**Task to complete**
Begin at the line containing "Field-scouting task: mark every instance of the grassy" and give again every line to the end of the records, exactly, without the pictures.

**Data for the task**
--------------------------------
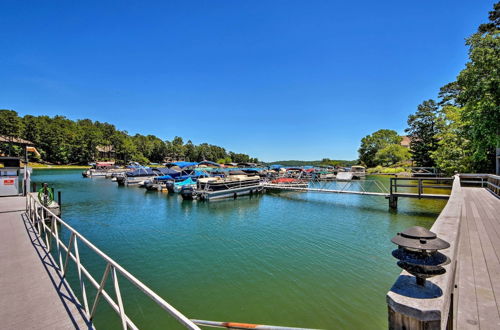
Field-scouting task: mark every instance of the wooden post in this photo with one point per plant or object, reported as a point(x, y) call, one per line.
point(393, 202)
point(59, 201)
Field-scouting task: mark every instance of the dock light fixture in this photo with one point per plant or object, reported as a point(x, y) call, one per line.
point(418, 253)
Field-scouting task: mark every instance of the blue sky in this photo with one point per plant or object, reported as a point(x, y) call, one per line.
point(274, 79)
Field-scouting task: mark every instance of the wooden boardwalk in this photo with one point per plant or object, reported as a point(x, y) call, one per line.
point(477, 297)
point(32, 294)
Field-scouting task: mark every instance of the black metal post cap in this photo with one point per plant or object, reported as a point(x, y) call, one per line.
point(419, 238)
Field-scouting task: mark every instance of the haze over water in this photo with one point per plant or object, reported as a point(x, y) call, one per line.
point(290, 259)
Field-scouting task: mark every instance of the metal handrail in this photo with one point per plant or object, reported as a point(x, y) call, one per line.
point(39, 215)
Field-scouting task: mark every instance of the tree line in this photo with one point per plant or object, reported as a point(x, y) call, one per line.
point(63, 141)
point(460, 130)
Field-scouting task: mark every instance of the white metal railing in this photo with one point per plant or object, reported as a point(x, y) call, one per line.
point(47, 224)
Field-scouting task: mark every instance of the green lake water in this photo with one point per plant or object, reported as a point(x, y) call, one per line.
point(291, 259)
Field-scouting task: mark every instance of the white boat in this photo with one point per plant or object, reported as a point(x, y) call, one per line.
point(358, 172)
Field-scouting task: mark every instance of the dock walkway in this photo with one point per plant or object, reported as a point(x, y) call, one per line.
point(32, 293)
point(478, 268)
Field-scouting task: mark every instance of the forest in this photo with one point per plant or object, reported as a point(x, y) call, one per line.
point(60, 140)
point(460, 130)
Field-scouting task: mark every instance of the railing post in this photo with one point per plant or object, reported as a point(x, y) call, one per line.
point(71, 239)
point(99, 291)
point(119, 298)
point(82, 283)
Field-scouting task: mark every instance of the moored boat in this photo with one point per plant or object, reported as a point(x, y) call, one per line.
point(231, 186)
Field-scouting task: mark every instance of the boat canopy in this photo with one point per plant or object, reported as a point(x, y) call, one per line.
point(207, 162)
point(182, 164)
point(104, 164)
point(145, 171)
point(165, 171)
point(163, 178)
point(188, 181)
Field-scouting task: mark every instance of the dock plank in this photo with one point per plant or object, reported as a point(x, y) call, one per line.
point(32, 294)
point(467, 313)
point(478, 269)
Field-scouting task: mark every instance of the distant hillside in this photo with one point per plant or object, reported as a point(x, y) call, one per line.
point(323, 162)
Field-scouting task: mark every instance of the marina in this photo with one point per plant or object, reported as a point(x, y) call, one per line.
point(258, 236)
point(257, 268)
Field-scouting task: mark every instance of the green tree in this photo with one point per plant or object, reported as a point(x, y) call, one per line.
point(392, 154)
point(11, 124)
point(422, 130)
point(371, 144)
point(477, 92)
point(453, 147)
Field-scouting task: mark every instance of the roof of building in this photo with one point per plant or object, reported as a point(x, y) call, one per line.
point(15, 140)
point(405, 142)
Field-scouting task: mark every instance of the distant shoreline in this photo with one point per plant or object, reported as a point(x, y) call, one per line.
point(57, 167)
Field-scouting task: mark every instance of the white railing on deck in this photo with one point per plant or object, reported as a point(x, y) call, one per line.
point(47, 224)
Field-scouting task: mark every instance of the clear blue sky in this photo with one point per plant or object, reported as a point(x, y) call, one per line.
point(274, 79)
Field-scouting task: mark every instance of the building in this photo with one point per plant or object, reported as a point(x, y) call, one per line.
point(405, 142)
point(106, 152)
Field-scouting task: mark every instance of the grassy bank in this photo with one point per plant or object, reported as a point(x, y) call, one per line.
point(380, 170)
point(56, 167)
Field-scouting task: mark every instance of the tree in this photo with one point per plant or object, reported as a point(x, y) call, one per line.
point(392, 154)
point(477, 93)
point(422, 131)
point(11, 124)
point(371, 144)
point(453, 147)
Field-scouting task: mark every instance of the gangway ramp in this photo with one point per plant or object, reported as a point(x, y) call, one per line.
point(32, 293)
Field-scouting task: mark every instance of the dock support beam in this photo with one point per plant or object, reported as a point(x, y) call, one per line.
point(393, 202)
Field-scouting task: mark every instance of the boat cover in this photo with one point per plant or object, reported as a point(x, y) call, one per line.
point(188, 181)
point(141, 172)
point(182, 164)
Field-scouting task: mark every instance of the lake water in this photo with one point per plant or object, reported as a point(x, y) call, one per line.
point(290, 259)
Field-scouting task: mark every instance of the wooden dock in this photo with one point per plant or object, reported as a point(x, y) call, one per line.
point(467, 296)
point(477, 298)
point(32, 293)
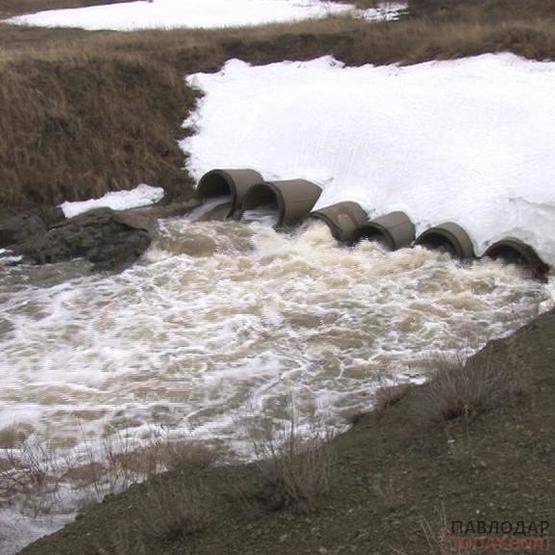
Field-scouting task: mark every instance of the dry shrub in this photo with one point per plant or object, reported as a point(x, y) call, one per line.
--------------------------------
**Answer to the task**
Field-scouting task: mark every instance of the grassy bank in this photo with one point per plant or object, reported as a point(x, y) call, one per line.
point(380, 170)
point(56, 167)
Field-scouting task: mark every instance of the tree in this photo with one point per plant or object, reported as a point(x, y) call, one per line.
point(392, 154)
point(477, 93)
point(422, 131)
point(11, 124)
point(371, 144)
point(453, 147)
Field-scouting task: mark every instance of the gangway ramp in this photo with one point per plant or object, reported as a point(x, y) call, one per line.
point(32, 293)
Field-scouting task: mark every instance of the dock support beam in this photo with one point per plant or object, reported as a point(x, y) call, one per line.
point(393, 202)
Field-scouting task: mark every instance of the boat cover in this photo with one point per plant or object, reported as a point(x, y) call, one per line.
point(188, 181)
point(141, 172)
point(182, 164)
Field-scouting task: mark every instance of the lake water in this photo with one point per plant or object, reported as a point(x, y) call, one per line.
point(290, 259)
Field-scouting task: mark every instance of the wooden dock in this photo with one point per plant or object, reported as a point(x, y) call, one per line.
point(467, 296)
point(477, 298)
point(32, 293)
Field-scouting task: mark every instance of the dry shrub in this photo with one point per plant or object, reported as a point(x, y) call, one per line.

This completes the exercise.